* **Exercise**
Rewrite every line of the records below as a numbered list, skipping any blank lines and leaving out the pictures.

[Records]
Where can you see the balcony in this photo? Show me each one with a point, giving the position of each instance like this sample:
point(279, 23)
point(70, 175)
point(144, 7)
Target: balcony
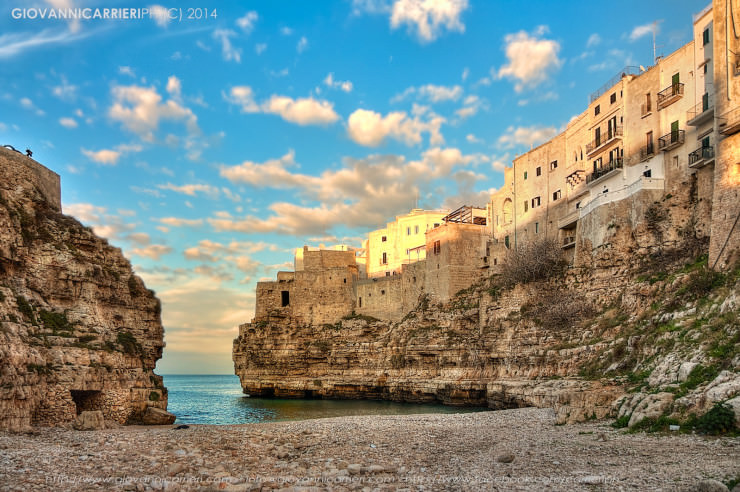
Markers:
point(701, 113)
point(647, 152)
point(729, 122)
point(602, 141)
point(609, 169)
point(701, 157)
point(669, 95)
point(569, 220)
point(671, 140)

* **Correct result**
1. Where can you see the balcony in this photo? Show me each one with a point, giving the position of each instance like this sample:
2. point(279, 23)
3. point(70, 175)
4. point(144, 7)
5. Target: balcony
6. Markers:
7. point(701, 113)
8. point(647, 152)
9. point(729, 122)
10. point(602, 141)
11. point(609, 169)
12. point(701, 157)
13. point(669, 95)
14. point(569, 220)
15. point(671, 140)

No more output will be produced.